» **Aim**: Return every line of the entries below that contains the string "head", counting only matches with the same letter case.
━━━ Material for the task ━━━
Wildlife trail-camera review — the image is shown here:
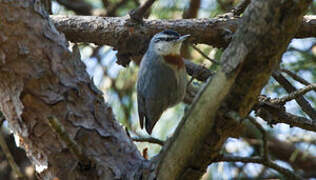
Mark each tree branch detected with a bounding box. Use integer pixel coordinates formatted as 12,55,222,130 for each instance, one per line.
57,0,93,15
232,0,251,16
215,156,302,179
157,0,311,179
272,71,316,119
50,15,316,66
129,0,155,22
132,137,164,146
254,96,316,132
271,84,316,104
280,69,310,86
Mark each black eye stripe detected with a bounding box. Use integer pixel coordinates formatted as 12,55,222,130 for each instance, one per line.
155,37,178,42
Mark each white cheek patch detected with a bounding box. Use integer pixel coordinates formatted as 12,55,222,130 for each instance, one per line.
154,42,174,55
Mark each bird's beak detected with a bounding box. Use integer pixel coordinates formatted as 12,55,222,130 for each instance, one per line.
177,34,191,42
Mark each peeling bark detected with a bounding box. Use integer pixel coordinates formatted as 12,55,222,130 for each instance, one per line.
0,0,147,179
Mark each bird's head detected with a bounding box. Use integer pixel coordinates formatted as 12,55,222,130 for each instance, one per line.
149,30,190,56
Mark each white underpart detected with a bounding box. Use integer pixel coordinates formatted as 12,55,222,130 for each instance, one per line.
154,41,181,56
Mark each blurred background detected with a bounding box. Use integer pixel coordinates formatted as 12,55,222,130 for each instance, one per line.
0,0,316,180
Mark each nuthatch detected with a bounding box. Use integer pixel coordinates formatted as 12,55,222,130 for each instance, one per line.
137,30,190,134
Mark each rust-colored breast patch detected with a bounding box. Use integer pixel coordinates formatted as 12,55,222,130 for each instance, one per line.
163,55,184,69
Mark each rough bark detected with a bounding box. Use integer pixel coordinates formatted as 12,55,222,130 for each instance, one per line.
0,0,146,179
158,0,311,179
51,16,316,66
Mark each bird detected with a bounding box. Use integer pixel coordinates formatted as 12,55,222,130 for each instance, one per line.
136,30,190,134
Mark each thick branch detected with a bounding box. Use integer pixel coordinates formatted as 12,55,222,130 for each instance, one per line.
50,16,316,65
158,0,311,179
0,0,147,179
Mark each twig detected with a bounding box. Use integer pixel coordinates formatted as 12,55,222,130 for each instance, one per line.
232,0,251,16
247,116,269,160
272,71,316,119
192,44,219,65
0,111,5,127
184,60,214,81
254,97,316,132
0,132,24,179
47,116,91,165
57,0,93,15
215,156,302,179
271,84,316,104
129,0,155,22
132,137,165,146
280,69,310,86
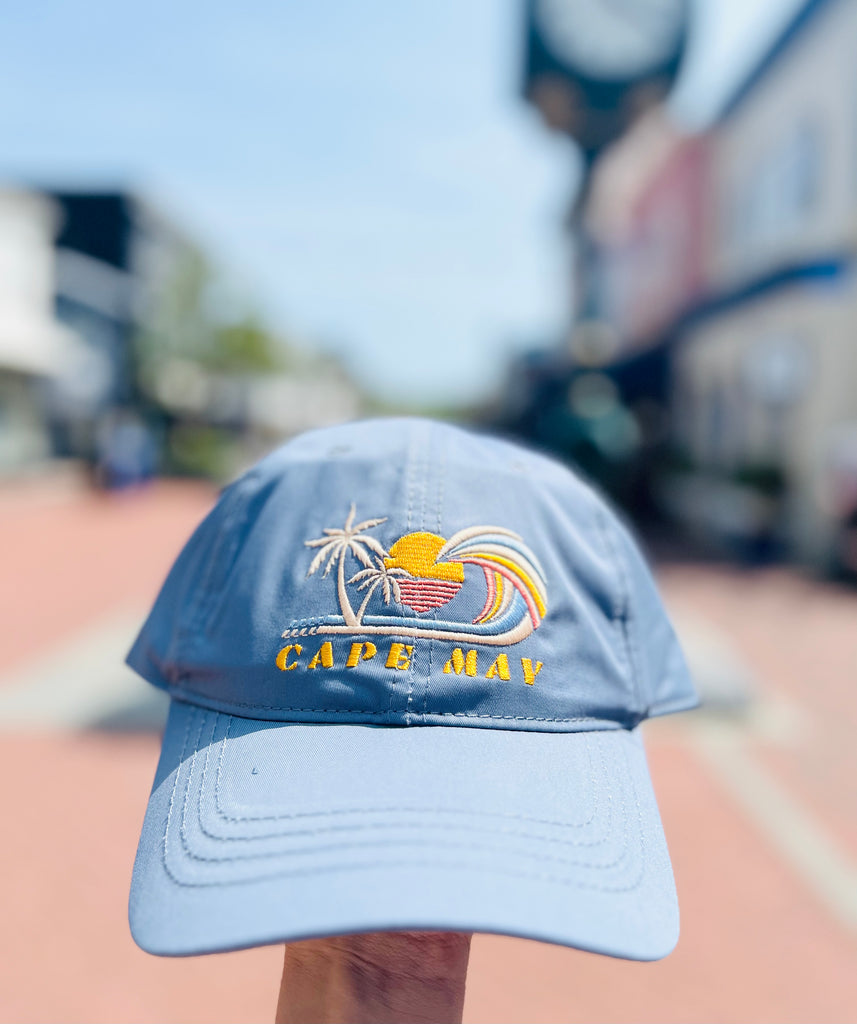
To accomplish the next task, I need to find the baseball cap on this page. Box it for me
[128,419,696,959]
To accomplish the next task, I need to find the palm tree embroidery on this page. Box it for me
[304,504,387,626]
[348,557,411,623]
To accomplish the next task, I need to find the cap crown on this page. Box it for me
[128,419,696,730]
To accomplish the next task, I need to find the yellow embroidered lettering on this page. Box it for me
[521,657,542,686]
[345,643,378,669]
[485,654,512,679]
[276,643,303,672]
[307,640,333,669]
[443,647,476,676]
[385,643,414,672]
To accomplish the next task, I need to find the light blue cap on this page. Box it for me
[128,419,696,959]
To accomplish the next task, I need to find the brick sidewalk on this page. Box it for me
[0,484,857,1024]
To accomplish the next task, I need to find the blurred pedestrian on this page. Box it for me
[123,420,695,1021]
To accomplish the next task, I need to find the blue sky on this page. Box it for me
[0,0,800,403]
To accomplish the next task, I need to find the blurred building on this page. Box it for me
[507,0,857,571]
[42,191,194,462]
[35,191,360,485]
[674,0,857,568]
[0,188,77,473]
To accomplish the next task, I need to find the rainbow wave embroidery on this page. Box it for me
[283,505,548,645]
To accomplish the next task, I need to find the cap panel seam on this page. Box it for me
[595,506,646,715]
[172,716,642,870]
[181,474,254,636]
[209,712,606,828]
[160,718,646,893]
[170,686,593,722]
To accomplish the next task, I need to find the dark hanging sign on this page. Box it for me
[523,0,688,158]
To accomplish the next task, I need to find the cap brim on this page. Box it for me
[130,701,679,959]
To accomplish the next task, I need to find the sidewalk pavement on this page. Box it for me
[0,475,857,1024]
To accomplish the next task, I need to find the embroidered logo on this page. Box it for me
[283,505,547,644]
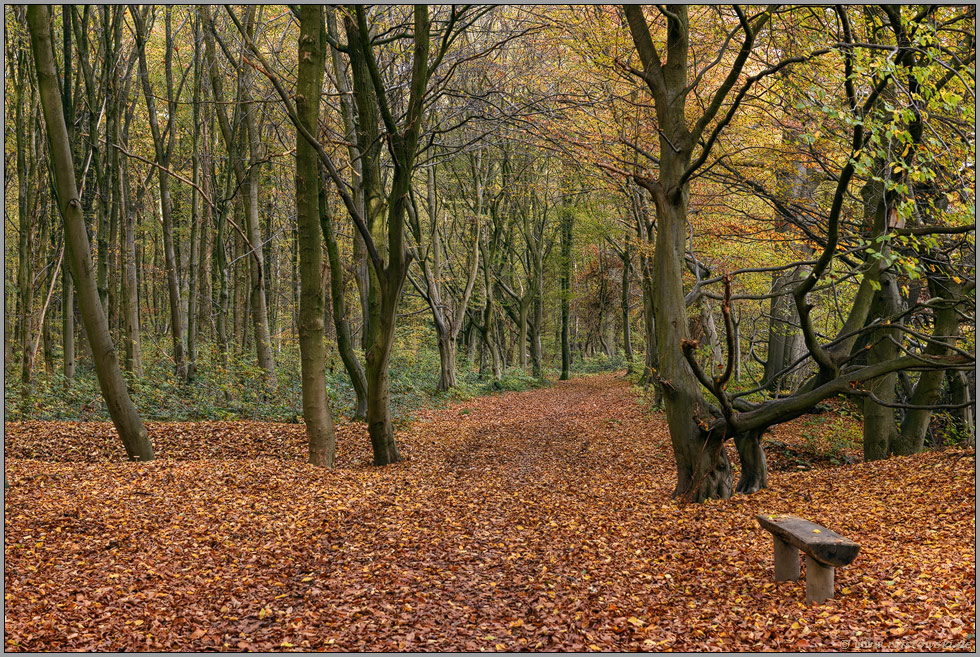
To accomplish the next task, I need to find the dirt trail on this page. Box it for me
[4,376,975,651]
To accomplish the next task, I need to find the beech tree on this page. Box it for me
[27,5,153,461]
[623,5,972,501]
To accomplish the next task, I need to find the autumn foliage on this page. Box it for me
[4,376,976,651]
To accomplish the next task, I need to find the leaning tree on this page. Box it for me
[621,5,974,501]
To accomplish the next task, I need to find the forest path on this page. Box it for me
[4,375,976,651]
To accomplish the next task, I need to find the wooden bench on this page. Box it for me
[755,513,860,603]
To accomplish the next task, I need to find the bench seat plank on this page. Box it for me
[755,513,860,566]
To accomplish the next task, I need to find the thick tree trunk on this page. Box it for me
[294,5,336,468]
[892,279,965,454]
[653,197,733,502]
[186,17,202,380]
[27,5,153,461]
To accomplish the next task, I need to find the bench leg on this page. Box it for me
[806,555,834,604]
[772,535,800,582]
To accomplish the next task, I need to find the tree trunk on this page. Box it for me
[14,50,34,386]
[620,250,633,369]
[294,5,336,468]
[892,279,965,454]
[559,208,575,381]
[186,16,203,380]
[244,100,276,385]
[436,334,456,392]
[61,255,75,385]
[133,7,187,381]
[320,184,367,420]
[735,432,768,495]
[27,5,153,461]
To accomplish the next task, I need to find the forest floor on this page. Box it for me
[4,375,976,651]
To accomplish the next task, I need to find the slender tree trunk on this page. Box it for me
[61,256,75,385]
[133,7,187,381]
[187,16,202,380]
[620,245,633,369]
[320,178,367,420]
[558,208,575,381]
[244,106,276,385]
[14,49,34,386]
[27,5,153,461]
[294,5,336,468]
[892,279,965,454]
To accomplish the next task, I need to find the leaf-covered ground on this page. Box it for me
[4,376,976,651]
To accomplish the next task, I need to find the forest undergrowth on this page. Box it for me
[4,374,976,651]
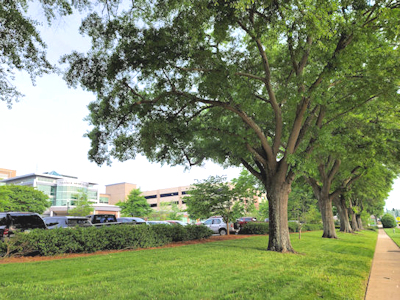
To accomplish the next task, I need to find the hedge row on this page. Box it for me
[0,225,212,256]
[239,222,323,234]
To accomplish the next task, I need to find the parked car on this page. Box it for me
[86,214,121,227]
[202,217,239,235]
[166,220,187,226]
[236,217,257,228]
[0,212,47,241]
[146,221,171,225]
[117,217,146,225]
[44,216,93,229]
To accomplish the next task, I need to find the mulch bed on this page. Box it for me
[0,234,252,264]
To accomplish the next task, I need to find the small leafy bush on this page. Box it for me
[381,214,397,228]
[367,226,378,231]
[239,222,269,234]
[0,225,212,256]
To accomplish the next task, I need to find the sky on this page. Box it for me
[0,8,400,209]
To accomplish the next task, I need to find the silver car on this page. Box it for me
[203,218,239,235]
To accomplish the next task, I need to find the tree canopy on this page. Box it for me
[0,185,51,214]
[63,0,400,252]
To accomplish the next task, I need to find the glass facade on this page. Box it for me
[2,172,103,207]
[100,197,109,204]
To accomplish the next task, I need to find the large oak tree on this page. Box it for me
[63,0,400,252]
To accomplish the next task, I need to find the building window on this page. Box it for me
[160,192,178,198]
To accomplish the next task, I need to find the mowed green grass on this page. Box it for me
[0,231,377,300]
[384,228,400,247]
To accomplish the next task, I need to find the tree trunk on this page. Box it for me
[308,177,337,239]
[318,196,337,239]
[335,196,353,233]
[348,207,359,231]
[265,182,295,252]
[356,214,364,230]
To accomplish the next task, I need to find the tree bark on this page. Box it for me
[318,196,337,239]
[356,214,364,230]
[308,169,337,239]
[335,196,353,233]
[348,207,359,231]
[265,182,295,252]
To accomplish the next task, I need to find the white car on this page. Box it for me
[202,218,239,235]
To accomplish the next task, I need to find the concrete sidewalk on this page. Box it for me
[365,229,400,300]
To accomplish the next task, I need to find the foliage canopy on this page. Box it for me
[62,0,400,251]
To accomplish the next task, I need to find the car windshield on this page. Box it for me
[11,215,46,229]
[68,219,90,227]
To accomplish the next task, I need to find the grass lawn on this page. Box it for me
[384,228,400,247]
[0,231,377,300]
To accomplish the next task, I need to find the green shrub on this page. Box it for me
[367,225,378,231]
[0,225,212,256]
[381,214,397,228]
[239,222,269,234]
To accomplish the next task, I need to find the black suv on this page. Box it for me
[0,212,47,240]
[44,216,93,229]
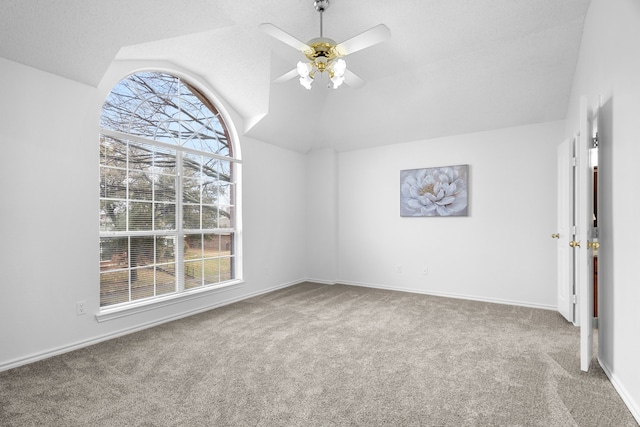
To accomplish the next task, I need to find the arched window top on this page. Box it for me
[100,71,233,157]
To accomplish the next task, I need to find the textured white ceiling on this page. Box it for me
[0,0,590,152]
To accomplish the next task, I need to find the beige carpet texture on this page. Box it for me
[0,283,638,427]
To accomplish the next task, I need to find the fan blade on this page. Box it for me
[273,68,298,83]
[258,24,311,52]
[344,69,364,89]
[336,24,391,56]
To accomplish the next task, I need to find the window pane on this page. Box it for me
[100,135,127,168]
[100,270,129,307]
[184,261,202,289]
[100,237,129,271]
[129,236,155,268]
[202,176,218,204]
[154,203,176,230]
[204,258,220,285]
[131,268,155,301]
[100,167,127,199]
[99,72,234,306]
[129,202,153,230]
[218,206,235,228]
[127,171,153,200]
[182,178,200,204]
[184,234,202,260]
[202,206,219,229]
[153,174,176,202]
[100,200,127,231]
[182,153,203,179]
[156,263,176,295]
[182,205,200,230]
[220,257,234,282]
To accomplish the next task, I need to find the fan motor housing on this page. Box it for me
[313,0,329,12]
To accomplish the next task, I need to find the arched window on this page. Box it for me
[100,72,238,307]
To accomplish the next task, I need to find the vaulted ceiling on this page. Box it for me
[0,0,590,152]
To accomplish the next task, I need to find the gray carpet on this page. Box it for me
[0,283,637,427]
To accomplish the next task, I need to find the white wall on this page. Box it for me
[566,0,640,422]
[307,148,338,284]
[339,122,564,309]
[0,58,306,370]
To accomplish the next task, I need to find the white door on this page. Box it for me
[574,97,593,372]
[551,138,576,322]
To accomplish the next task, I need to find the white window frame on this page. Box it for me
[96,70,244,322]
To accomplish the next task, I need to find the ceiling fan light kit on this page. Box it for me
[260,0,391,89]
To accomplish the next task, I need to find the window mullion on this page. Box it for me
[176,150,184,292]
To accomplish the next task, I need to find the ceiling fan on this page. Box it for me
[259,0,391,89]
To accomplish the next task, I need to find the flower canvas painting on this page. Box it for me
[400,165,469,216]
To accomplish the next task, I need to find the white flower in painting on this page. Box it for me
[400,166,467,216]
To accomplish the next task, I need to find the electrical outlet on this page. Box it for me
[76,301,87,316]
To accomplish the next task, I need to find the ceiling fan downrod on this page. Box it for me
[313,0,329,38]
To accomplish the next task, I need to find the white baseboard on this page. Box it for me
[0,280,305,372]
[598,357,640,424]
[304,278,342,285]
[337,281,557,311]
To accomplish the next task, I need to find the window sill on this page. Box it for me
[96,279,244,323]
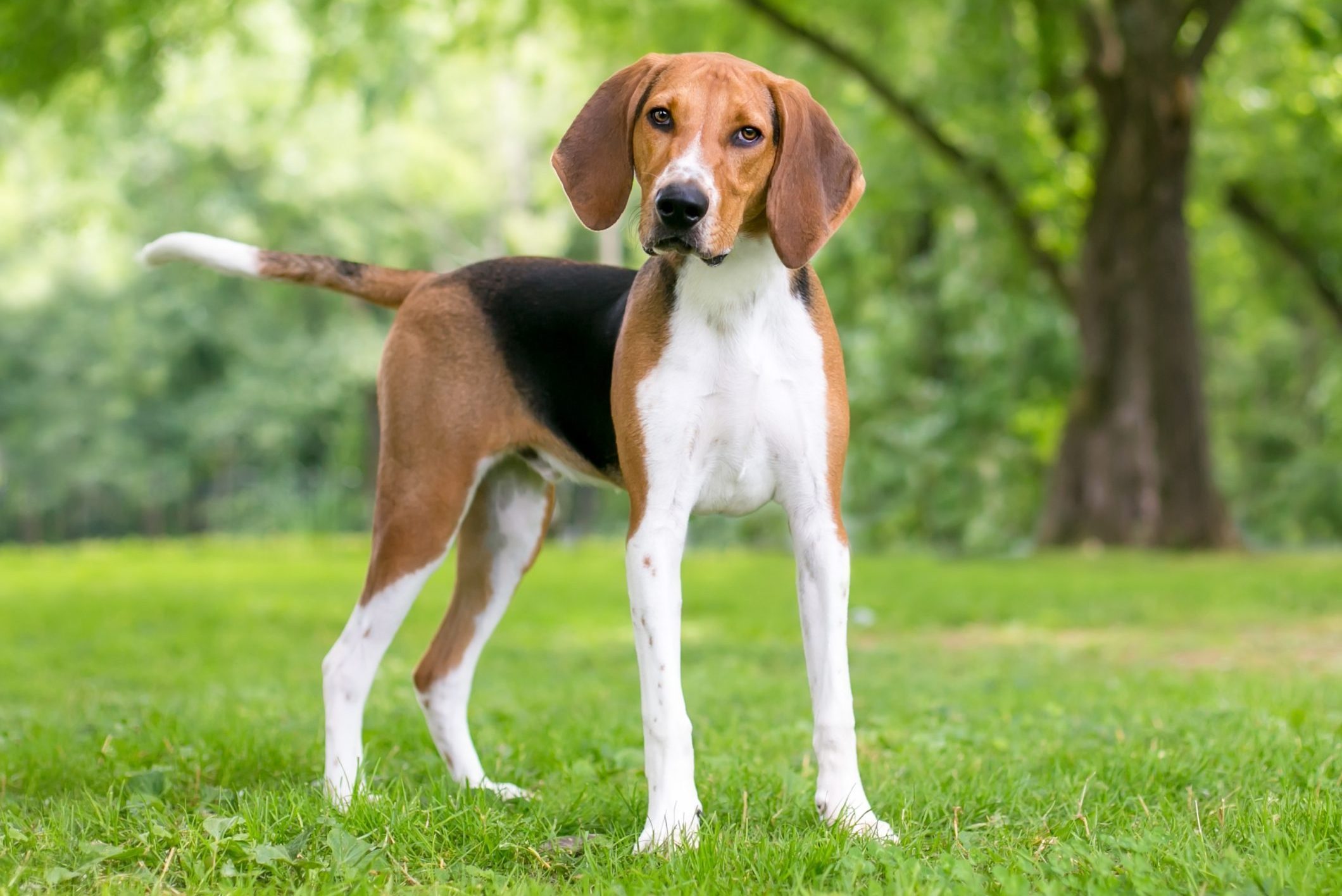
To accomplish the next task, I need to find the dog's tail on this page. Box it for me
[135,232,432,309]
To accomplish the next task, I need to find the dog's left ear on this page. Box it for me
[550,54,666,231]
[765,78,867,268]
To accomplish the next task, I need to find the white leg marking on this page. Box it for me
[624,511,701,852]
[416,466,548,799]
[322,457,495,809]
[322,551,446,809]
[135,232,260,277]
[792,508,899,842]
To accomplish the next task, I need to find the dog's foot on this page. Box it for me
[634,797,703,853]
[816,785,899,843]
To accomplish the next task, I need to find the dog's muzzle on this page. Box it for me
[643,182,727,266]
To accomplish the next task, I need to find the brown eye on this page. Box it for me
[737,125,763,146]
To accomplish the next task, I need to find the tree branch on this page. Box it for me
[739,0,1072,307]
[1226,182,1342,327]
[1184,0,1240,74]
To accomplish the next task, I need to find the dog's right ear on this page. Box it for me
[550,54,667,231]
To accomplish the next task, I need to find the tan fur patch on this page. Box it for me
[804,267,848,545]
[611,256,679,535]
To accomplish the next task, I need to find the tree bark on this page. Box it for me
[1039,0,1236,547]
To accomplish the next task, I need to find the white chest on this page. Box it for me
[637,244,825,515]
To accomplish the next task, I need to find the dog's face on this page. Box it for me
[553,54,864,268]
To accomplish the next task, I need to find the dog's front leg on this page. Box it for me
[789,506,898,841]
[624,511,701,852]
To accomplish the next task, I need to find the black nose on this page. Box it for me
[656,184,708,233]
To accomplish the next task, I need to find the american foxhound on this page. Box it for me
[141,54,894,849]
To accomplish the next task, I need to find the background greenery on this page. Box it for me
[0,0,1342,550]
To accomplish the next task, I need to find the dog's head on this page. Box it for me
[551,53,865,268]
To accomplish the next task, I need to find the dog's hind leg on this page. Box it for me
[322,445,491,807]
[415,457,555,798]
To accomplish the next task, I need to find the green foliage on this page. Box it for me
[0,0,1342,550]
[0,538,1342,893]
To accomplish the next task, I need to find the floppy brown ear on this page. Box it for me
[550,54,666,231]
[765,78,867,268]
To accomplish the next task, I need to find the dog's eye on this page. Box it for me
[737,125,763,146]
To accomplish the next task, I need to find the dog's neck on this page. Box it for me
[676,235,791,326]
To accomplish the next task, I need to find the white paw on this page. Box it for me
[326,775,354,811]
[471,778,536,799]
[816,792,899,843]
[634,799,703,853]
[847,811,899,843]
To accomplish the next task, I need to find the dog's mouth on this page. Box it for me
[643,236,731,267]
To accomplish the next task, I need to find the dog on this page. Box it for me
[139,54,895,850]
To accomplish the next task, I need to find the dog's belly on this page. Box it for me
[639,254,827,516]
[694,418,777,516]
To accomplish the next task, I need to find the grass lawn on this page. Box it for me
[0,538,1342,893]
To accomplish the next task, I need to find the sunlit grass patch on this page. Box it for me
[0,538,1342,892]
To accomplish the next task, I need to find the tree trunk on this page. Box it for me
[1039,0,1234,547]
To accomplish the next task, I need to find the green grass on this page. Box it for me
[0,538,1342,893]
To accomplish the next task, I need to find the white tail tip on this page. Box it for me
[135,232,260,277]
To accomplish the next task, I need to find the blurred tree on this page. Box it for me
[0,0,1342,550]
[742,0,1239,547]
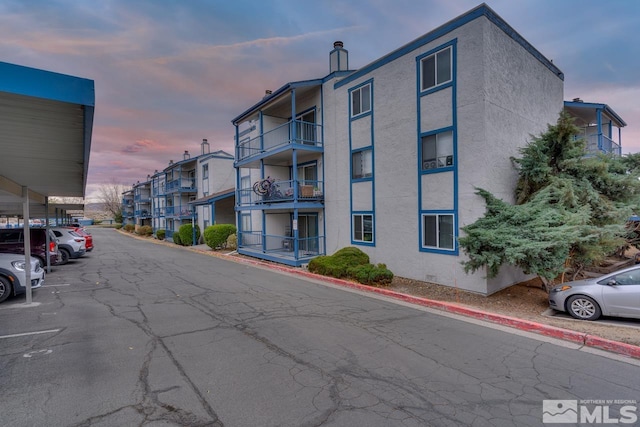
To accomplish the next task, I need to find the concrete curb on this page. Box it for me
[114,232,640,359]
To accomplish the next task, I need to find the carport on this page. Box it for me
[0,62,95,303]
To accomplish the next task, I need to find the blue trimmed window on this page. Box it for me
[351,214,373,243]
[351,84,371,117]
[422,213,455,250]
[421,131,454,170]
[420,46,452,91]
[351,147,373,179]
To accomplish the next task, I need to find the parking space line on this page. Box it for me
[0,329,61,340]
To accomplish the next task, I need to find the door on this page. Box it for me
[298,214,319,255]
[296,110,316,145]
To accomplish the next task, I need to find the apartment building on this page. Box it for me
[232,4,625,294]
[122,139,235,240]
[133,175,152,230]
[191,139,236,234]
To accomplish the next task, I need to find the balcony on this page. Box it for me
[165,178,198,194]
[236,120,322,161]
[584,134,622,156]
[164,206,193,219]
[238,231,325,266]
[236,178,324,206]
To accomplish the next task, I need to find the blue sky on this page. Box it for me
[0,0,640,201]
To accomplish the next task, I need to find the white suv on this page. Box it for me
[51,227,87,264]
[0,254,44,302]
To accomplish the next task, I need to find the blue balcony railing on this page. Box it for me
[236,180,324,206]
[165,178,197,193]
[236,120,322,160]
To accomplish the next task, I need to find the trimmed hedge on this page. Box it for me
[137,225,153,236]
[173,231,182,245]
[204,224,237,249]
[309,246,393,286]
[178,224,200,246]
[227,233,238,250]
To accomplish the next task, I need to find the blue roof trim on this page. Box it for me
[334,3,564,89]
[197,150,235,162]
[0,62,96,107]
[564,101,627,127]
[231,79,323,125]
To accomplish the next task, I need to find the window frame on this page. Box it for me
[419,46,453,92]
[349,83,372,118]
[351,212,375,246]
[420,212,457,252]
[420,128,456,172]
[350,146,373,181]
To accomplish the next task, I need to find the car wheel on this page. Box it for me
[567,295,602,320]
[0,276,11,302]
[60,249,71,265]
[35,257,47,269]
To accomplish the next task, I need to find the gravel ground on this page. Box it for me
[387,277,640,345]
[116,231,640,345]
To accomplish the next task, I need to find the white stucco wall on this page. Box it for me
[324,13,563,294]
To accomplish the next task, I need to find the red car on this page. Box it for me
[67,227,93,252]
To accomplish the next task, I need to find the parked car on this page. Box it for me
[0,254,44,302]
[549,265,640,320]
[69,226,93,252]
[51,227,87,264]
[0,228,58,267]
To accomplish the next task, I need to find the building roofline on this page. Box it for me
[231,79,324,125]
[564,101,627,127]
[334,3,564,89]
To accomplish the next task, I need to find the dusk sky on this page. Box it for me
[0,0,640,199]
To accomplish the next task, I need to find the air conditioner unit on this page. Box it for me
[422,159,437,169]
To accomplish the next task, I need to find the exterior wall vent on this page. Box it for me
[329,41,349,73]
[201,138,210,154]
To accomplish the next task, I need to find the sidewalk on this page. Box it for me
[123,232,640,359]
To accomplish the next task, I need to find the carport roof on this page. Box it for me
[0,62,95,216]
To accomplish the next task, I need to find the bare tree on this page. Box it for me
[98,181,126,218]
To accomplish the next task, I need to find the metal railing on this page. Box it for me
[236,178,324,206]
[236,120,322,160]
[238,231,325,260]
━━━
» **Output of the exercise**:
Mark each bird's head detected with a bounding box. Use integer pixel coordinates formatted as 12,55,222,130 for each instance, one per line.
To accomplish the next task, I need to find the dog's head on this page. Box it for me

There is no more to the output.